* Begin Provided passage *

Fig. 3: Estimation of stress via FRET of FTSM-CBM-1.

a Plot of the experimental stress and FRET ratio under tensile force. n = 4. b FRET/donor ratiometric images of a fibrous hydrogel at tensile strains of 20% and 80%. c Plot of the experimental stress and FRET ratio under compressive force. n = 4. d FRET/donor ratiometric images of a block hydrogel at compressive strains of 20% and 80%. LUTs were used to measure the stress simulated from FRET-CBM (stress _sim). Dashed lines representing the results of the inverse fitting of the stress based on the FTSM-CBM.

In the field of micro-mechanical testing for soft materials, another important application involves the quantitative analysis of compressive stress detection. To determine the compressive stress distribution via FTSM-CBM-1, an in situ loading device was implemented in compression mode (Fig. 3c). According to the approximate linear region of compressive stress‒strain curves, stress is a function of strain:

$$\sigma=0.005\times {\varepsilon }_{{{{\rm{C}}}}},\,$$

(3)

where ε_C is the compressive strain of the materials. Thus, the FRET index–stress equation is established as:

$$I=1.8-0.82/{\left(1+{\varepsilon }_{{{{\rm{C}}}}}/100\right)}^{6}$$

(4)

* End Provided passage *
* Begin Extracted material *

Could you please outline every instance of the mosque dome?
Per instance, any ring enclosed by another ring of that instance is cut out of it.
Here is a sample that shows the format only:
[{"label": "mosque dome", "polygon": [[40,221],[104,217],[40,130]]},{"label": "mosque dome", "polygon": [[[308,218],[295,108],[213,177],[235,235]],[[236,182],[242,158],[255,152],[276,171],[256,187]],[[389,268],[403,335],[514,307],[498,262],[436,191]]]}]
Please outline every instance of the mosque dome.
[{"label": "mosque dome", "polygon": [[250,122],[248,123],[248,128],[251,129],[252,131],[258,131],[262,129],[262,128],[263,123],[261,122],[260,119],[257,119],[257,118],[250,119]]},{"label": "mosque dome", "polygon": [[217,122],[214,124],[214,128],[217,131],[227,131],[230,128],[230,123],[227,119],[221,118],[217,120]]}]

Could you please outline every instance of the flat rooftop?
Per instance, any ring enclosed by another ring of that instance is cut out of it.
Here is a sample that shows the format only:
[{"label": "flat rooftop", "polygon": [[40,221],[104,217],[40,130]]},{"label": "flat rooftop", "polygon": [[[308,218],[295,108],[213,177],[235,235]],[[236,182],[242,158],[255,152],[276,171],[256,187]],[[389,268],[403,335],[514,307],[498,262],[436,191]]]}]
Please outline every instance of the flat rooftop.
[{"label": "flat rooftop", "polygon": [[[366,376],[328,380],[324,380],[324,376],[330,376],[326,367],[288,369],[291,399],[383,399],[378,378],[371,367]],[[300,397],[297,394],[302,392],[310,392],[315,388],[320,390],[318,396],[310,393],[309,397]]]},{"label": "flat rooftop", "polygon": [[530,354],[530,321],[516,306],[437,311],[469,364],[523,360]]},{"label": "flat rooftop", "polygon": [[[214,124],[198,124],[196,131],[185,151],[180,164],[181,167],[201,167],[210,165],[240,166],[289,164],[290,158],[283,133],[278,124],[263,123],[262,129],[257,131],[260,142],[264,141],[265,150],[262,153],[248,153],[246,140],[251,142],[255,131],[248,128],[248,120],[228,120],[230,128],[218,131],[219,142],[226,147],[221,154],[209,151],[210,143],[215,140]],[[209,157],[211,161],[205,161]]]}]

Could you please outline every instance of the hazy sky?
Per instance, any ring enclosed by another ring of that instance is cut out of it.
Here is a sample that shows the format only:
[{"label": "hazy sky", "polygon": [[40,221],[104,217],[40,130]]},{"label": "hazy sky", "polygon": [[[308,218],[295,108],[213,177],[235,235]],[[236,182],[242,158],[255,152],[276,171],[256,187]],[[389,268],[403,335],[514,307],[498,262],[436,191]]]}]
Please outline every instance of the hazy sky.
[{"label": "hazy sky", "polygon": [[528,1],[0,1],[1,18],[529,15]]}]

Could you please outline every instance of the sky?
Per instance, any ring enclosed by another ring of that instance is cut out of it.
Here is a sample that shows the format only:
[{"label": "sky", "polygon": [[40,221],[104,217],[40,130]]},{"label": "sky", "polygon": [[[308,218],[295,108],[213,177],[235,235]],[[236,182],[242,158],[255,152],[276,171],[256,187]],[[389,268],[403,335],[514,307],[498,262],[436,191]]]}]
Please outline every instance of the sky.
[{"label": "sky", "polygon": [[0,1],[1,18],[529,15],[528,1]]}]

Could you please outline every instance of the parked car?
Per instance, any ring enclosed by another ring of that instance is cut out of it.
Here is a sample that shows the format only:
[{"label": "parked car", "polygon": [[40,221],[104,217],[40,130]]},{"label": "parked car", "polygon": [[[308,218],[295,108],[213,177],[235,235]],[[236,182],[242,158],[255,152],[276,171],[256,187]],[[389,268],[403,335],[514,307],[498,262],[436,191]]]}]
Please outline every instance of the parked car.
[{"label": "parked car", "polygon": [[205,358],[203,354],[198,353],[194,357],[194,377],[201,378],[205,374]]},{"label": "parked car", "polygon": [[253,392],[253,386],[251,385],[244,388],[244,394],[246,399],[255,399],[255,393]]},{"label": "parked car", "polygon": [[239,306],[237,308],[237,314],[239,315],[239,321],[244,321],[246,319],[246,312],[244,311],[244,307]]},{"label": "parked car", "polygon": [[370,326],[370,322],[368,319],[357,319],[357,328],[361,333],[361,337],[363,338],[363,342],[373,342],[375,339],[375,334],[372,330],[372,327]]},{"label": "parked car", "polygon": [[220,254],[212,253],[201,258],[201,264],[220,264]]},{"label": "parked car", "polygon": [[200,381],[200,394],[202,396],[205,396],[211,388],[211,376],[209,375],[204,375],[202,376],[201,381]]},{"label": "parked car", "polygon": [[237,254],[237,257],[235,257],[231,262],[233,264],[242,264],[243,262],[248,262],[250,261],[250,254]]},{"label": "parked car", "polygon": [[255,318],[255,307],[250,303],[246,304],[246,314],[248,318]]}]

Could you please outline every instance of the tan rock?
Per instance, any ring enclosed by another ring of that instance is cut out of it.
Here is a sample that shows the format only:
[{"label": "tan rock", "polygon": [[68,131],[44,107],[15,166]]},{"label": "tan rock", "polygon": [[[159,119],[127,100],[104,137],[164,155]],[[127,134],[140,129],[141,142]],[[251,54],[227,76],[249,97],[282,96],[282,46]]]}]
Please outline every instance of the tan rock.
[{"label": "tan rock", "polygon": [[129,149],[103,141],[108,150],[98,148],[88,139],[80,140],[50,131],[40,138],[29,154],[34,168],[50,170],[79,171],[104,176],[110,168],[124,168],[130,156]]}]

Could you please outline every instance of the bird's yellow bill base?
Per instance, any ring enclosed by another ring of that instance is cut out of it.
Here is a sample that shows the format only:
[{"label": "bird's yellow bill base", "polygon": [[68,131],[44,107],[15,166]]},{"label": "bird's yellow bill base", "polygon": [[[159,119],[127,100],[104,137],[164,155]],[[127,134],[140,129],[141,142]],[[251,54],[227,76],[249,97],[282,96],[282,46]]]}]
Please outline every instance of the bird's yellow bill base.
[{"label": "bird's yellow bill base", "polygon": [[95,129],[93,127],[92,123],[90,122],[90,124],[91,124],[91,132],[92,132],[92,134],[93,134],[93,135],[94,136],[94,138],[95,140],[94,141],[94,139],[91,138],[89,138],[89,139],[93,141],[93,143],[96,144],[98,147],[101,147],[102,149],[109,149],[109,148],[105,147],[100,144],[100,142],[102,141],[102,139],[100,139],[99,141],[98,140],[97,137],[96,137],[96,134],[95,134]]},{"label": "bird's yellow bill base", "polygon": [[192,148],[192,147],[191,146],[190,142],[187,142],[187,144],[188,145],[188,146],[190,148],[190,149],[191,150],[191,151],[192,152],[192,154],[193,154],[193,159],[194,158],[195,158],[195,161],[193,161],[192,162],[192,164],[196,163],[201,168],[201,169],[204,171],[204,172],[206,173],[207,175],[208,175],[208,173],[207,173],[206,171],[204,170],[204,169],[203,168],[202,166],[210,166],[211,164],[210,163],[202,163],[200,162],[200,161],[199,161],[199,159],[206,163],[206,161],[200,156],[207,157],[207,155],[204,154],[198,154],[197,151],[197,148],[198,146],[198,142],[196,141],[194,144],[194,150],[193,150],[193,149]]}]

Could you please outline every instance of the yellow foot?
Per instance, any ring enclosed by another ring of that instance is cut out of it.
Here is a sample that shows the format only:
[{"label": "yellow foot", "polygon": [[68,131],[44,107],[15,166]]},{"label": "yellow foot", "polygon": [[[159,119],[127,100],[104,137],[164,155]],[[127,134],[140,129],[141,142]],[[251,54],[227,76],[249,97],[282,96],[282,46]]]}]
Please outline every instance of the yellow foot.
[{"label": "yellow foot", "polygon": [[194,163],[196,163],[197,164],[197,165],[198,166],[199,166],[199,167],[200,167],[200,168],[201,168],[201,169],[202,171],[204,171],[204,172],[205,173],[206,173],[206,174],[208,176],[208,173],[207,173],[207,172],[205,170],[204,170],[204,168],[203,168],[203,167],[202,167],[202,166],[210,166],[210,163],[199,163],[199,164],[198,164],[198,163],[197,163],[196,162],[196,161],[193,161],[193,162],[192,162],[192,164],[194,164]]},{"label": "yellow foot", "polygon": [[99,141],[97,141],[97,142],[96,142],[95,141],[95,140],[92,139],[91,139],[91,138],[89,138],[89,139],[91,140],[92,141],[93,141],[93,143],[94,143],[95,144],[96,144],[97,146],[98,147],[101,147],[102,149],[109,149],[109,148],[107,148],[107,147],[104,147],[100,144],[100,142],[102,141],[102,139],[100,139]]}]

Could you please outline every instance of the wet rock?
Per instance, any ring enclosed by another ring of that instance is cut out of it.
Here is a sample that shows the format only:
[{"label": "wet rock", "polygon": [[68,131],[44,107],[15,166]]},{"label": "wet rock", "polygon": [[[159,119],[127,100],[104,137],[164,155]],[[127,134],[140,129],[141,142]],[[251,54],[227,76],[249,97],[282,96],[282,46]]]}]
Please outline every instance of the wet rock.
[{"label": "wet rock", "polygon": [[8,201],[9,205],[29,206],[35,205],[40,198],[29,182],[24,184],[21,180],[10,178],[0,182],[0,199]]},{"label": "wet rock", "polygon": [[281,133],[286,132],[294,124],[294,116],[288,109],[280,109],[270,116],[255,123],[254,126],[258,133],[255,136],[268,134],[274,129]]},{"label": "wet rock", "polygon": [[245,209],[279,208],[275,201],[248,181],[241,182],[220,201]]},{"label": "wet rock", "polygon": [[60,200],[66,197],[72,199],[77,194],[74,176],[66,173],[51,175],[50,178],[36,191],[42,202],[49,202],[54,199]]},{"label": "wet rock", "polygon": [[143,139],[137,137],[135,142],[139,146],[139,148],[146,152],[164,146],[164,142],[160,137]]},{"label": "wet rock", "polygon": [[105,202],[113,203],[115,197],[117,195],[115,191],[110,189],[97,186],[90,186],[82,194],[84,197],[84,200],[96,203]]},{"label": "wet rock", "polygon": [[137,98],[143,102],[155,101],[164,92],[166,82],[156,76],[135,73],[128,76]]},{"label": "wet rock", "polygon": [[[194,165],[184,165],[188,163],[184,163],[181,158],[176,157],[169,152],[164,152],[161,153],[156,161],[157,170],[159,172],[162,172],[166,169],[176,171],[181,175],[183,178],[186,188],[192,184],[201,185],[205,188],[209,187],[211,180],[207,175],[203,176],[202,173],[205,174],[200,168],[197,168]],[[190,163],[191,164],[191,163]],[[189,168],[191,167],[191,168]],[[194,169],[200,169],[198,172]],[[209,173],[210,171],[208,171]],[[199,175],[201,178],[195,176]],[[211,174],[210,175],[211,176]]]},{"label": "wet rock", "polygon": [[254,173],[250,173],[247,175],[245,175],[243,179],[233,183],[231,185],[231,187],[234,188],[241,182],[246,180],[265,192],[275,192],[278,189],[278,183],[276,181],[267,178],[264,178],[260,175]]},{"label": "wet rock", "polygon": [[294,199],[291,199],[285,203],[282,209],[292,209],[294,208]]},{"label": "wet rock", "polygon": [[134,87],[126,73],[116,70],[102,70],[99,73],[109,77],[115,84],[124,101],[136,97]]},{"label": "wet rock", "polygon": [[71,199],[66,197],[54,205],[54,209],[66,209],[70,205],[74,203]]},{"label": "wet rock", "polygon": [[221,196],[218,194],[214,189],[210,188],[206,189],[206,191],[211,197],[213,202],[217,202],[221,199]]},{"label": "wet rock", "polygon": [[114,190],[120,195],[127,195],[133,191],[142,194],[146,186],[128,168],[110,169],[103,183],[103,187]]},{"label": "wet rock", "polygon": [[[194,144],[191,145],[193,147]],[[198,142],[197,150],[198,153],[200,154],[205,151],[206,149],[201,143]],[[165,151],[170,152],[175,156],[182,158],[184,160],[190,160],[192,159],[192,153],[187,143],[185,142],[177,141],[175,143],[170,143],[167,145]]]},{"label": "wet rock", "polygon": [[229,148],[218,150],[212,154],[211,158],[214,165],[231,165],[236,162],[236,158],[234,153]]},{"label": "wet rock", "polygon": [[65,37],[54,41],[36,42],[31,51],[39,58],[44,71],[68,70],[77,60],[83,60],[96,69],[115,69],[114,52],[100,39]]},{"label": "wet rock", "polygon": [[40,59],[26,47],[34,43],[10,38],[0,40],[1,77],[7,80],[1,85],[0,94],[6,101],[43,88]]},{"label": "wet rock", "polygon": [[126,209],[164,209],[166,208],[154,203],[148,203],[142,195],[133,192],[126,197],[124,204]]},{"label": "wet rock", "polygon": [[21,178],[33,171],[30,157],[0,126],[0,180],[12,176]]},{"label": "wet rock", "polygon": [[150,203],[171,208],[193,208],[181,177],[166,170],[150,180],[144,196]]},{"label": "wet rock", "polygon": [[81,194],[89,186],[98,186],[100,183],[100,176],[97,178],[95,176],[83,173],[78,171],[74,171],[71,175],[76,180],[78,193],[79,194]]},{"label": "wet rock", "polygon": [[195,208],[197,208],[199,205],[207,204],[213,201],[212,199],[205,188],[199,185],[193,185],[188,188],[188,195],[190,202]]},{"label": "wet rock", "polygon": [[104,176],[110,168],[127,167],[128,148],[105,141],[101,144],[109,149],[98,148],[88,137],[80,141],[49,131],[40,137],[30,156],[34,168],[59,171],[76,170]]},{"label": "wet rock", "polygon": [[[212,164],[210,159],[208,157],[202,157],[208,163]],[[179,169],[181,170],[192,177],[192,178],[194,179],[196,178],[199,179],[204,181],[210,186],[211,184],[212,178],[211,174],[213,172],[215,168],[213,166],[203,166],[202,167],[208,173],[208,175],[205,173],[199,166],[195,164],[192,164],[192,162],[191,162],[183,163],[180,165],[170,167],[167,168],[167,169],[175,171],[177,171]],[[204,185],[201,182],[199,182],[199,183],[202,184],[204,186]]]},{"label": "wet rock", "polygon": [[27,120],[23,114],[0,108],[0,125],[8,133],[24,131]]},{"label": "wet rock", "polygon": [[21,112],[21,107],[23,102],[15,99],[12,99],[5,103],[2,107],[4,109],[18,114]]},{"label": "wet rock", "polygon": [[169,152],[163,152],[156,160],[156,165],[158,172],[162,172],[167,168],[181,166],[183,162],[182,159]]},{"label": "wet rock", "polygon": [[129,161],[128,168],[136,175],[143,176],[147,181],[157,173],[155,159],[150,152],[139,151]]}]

* End Extracted material *

* **Tasks for this exercise**
1: List every lettered panel that the figure caption in the FRET stress-estimation excerpt describes, and give what each one shows.
2: Reproduce the FRET stress-estimation excerpt word for word, starting at "a Plot of the" and ending at "on the FTSM-CBM.".

* **Results of the tasks**
1:
a: A plot of the experimental stress and FRET ratio under tensile force (n = 4).
b: FRET/donor ratiometric images of a fibrous hydrogel at tensile strains of 20% and 80%.
c: A plot of the experimental stress and FRET ratio under compressive force (n = 4).
d: FRET/donor ratiometric images of a block hydrogel at compressive strains of 20% and 80%.

2:
a Plot of the experimental stress and FRET ratio under tensile force. n = 4. b FRET/donor ratiometric images of a fibrous hydrogel at tensile strains of 20% and 80%. c Plot of the experimental stress and FRET ratio under compressive force. n = 4. d FRET/donor ratiometric images of a block hydrogel at compressive strains of 20% and 80%. LUTs were used to measure the stress simulated from FRET-CBM (stress _sim). Dashed lines representing the results of the inverse fitting of the stress based on the FTSM-CBM.